WRITTEN TASK - Output the items from their first line through the line containing "point(565, 207)", including that line, as a Markdown table with a Row column for the line number and a Line column for the text. Leave out any blank lines.

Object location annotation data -
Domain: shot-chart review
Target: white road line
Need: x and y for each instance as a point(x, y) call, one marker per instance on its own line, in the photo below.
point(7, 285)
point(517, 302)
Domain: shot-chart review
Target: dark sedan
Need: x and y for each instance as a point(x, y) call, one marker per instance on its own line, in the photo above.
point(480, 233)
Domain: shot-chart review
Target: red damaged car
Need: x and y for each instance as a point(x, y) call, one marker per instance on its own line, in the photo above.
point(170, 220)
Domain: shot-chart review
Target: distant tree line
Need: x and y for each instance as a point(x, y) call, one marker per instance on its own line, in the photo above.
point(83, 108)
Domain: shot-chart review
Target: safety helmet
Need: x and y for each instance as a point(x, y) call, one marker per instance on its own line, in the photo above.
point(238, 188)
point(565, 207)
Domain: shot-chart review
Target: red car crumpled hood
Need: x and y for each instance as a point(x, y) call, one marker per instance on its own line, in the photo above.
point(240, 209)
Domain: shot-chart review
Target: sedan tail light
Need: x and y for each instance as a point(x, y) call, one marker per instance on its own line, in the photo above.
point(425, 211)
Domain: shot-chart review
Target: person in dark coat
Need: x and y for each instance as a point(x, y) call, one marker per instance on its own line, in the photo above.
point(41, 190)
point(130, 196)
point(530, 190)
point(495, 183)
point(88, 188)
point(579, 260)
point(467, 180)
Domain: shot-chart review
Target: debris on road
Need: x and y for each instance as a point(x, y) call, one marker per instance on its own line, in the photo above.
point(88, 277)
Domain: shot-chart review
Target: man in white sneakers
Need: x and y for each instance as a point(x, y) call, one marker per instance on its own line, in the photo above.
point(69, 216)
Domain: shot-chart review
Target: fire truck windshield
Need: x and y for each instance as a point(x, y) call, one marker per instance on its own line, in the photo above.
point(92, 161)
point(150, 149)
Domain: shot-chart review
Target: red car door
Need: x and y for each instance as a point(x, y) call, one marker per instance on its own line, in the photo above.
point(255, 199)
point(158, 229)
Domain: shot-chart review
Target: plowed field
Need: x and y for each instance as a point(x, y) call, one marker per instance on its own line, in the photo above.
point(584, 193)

FULL OUTPUT -
| Row | Line |
|---|---|
| 1 | Domain: shot-chart review |
| 2 | Target: white road line |
| 3 | Need: x and y for each instance as a point(x, y) call, one marker per instance on its own line, in the photo below. |
| 4 | point(7, 285) |
| 5 | point(517, 302) |
| 6 | Domain: shot-chart review |
| 7 | Target: dark sedan |
| 8 | Need: x and y for each instance as a point(x, y) call, one marker per instance on its own line, in the photo above. |
| 9 | point(480, 233) |
| 10 | Domain: shot-chart review |
| 11 | Target: red damaged car |
| 12 | Need: x and y for each instance as a point(x, y) call, one marker per instance on its own line, in the photo above. |
| 13 | point(170, 220) |
| 14 | Domain: shot-chart review |
| 15 | Target: distant tree line |
| 16 | Need: x and y for each instance as a point(x, y) call, one marker per instance on its own line, in the photo above. |
| 17 | point(83, 108) |
| 18 | Domain: shot-chart review |
| 19 | Target: safety helmet |
| 20 | Need: x and y for each instance as a point(x, y) call, one marker per instance on its own line, in the photo above. |
| 21 | point(238, 188) |
| 22 | point(565, 207) |